>>>
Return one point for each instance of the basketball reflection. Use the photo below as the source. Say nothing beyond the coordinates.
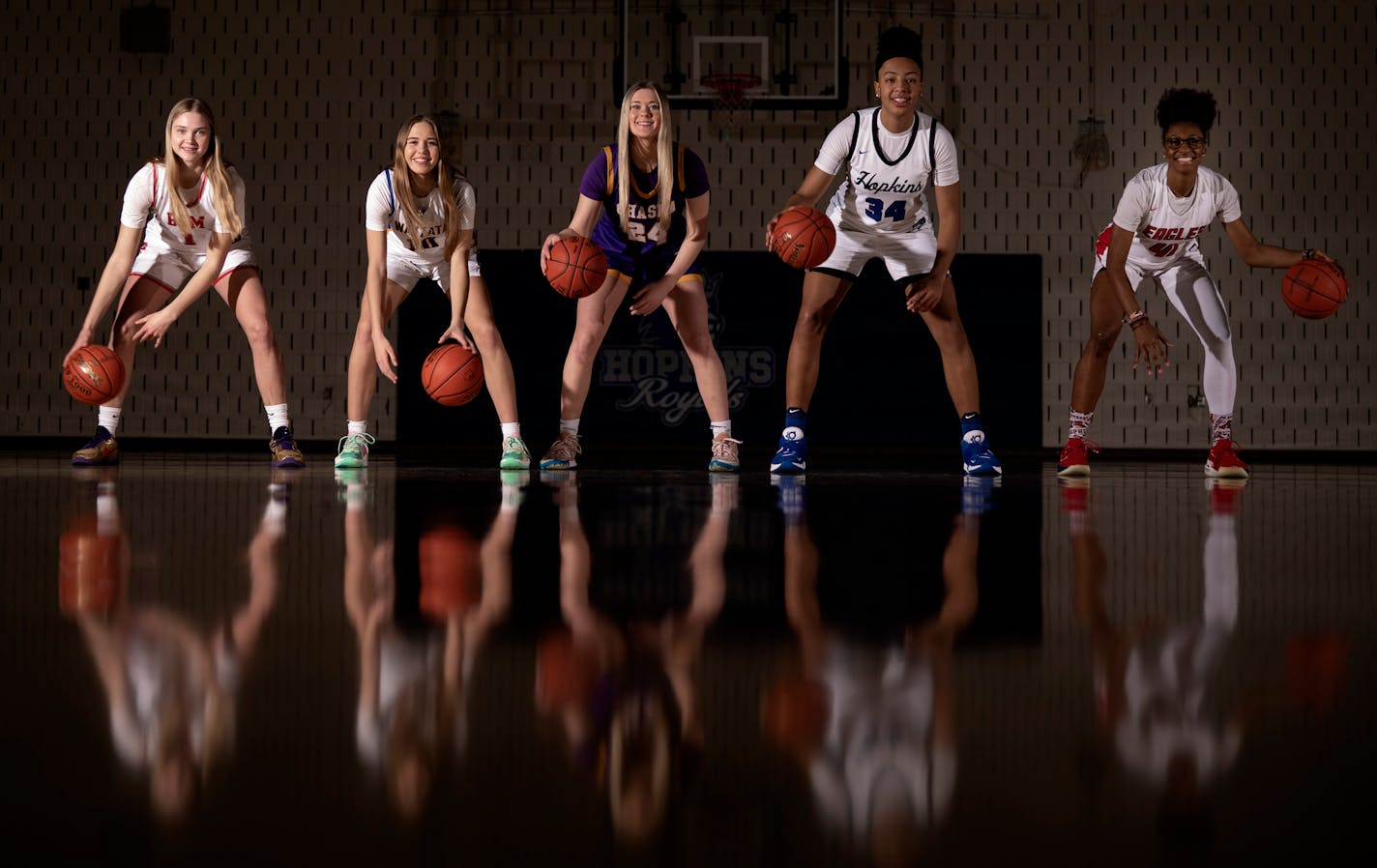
(624, 686)
(866, 710)
(171, 685)
(422, 608)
<<<
• _PROMPT_
Change "reflection" to "mirror image" in every row above and write the rows out again with nothing else altered. Omit the pictures.

• _TASK RESULT_
Return one point for each instance of the basketball mirror image. Use the photo below as the source. Say nothing beyond the coordinates.
(624, 686)
(866, 710)
(171, 685)
(422, 608)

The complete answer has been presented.